Having said that, javascript is pretty ubiquitous now and it only seems to be
growing. I wonder what the odds are of it being replaced, given how slow the
specifications evolve. Is there any reason to think it won't be here to stay
for a long time?

------
scotty79
It pays to present yourself as a JavaScript developer to a company that's
looking for a javascript developer. You should hardly mention any other
technology you are proficient with. Once I got rejected from javascript
developer recruitmetn process mostly for reminiscing fondly about my
expeirience with C#

------
BigBalli
I see your point, I do the same for myself, but it cannot be applied to
everyone. Actually, for most developers, this isn't actionable advice. Many
brands post jobs looking for specific players to join their team. Someone who
can whip up some ruby or node.js easily (but not solidly) will be useless.

------
r0ash
I believe there is a difference between tagging & thinking yourself to
particular technology.

→ Dataset entries:
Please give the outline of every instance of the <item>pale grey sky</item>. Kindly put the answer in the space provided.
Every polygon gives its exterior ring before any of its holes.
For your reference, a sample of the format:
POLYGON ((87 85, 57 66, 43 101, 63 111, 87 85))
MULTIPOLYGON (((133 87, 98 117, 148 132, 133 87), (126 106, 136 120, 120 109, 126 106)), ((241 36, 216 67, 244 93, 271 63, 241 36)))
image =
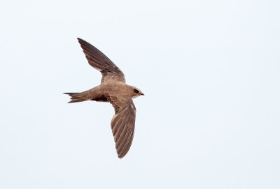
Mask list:
POLYGON ((0 188, 280 188, 279 1, 6 1, 0 188), (76 40, 145 93, 118 159, 76 40))

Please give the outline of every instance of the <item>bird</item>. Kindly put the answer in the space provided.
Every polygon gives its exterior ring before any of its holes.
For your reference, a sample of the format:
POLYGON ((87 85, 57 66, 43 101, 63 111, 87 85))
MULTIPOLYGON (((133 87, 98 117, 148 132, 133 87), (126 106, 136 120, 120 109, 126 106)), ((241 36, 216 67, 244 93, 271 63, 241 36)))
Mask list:
POLYGON ((101 51, 85 40, 77 39, 89 64, 101 72, 101 84, 83 92, 64 93, 71 96, 68 103, 94 100, 113 105, 115 114, 111 128, 118 157, 122 158, 130 149, 134 134, 136 108, 132 99, 144 93, 137 87, 126 84, 122 71, 101 51))

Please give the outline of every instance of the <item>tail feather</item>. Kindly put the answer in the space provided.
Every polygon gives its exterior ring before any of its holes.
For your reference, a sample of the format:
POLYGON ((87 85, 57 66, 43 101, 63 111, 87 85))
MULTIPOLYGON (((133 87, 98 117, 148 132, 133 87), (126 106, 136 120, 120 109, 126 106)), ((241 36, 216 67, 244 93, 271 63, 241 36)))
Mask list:
POLYGON ((64 93, 71 96, 71 100, 68 102, 68 103, 78 103, 88 100, 87 99, 81 98, 80 93, 64 93))

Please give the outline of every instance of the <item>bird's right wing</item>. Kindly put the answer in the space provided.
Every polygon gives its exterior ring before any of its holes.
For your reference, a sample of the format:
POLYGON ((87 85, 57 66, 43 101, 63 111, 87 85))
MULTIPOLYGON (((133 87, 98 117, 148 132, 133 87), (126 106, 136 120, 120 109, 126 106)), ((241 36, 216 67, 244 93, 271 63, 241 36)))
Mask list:
POLYGON ((116 82, 125 83, 122 70, 105 54, 85 40, 80 38, 78 40, 90 65, 102 73, 101 84, 116 82))
POLYGON ((136 108, 129 96, 104 94, 115 108, 111 122, 118 157, 123 158, 130 150, 134 133, 136 108))

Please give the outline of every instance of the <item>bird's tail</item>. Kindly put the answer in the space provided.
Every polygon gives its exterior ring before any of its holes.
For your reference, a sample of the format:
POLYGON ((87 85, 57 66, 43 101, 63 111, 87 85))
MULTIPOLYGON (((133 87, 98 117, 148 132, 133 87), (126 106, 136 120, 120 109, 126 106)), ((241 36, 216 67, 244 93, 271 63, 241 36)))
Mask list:
POLYGON ((68 102, 68 103, 78 103, 88 100, 82 98, 82 93, 64 93, 64 94, 67 94, 71 96, 71 100, 68 102))

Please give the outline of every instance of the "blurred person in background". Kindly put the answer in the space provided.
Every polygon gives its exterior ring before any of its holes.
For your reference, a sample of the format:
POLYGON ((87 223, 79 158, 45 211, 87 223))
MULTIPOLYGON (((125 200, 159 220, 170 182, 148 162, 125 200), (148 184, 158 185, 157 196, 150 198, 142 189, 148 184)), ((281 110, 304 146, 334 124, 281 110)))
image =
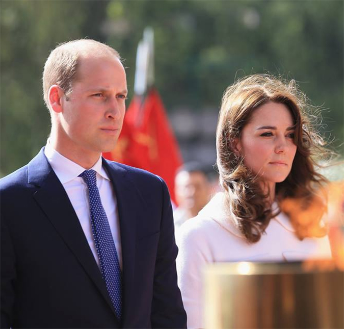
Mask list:
POLYGON ((101 157, 125 112, 118 53, 60 44, 43 82, 49 139, 0 181, 1 327, 186 327, 167 187, 101 157))
POLYGON ((173 212, 176 232, 188 219, 194 217, 208 203, 211 185, 204 166, 197 162, 185 163, 175 180, 178 208, 173 212))
POLYGON ((327 151, 306 100, 295 82, 266 74, 243 78, 226 90, 216 135, 224 191, 179 233, 177 267, 188 328, 203 326, 207 263, 331 257, 319 195, 327 180, 316 171, 315 160, 327 151), (319 206, 296 222, 283 212, 290 200, 304 209, 314 200, 319 206))

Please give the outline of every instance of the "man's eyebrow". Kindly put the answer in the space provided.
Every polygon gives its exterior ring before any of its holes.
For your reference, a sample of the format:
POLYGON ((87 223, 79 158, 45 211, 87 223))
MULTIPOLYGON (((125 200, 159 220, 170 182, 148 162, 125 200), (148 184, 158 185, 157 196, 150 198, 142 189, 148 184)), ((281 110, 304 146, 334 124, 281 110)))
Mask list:
MULTIPOLYGON (((293 125, 290 127, 288 127, 286 130, 293 130, 295 129, 295 126, 293 125)), ((271 130, 277 130, 277 128, 273 125, 263 125, 261 127, 257 128, 257 130, 260 130, 261 129, 271 129, 271 130)))
MULTIPOLYGON (((88 89, 88 91, 97 91, 100 92, 105 92, 108 91, 110 88, 104 88, 103 87, 95 87, 94 88, 90 88, 88 89)), ((128 90, 127 89, 124 89, 121 91, 120 91, 118 93, 119 94, 125 94, 126 95, 128 93, 128 90)))

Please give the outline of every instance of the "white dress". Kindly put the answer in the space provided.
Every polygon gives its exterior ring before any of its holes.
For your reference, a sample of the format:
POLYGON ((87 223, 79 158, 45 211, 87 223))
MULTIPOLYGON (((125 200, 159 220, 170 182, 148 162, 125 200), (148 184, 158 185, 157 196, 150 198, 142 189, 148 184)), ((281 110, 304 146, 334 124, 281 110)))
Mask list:
POLYGON ((256 243, 247 243, 223 210, 224 193, 217 194, 195 218, 181 226, 177 237, 178 283, 188 315, 188 328, 202 328, 202 269, 208 263, 292 261, 330 258, 327 236, 300 241, 288 218, 273 218, 256 243))

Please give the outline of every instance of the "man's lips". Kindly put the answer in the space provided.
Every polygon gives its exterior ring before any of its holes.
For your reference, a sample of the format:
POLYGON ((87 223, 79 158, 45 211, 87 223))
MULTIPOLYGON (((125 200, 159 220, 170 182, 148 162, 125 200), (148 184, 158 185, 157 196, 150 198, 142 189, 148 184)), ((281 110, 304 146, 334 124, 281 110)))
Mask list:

→ Problem set:
#1 Rewrite everything from "Having said that, javascript" down to "a long time?" in the JavaScript forum thread, replacing "specifications" with "standards".
#2 Answer these questions using the JavaScript forum thread.
(a) What does the opening post say javascript only seems to be doing?
(b) What did scotty79 mostly reminisce fondly about during a rejected javascript recruitment process?
(c) According to BigBalli, what do many brands post jobs looking for?
#3 Continue the JavaScript forum thread from its last line.
The records are separate from the JavaScript forum thread and are not part of it.

→ Answers per task:
#1
Having said that, javascript is pretty ubiquitous now and it only seems to be
growing. I wonder what the odds are of it being replaced, given how slow the
standards evolve. Is there any reason to think it won't be here to stay
for a long time?

#2
(a) Growing.
(b) Their experience with C#.
(c) Specific players to join their team.

#3
I agree that being programmer we should not _think_ that we are .Net or PHP or
Javascript or XYZ Programmer, rather we should have confidence in our
developerness with "loose coupling".

Being interviewer I would personally judge if the person is master in
particular technology, if he/she is I would conclude that, he/she could code
anything using any technology and it has been proven in my case.

------
anotherfadjs
Too bad college graduates are leaving college like indoctrinated
Haskell/Scala/Python drones. No one wonder China and India are leaving us far
behind in terms of technology. Western colleges have been infected by
teachers/professors with a programming language as religion.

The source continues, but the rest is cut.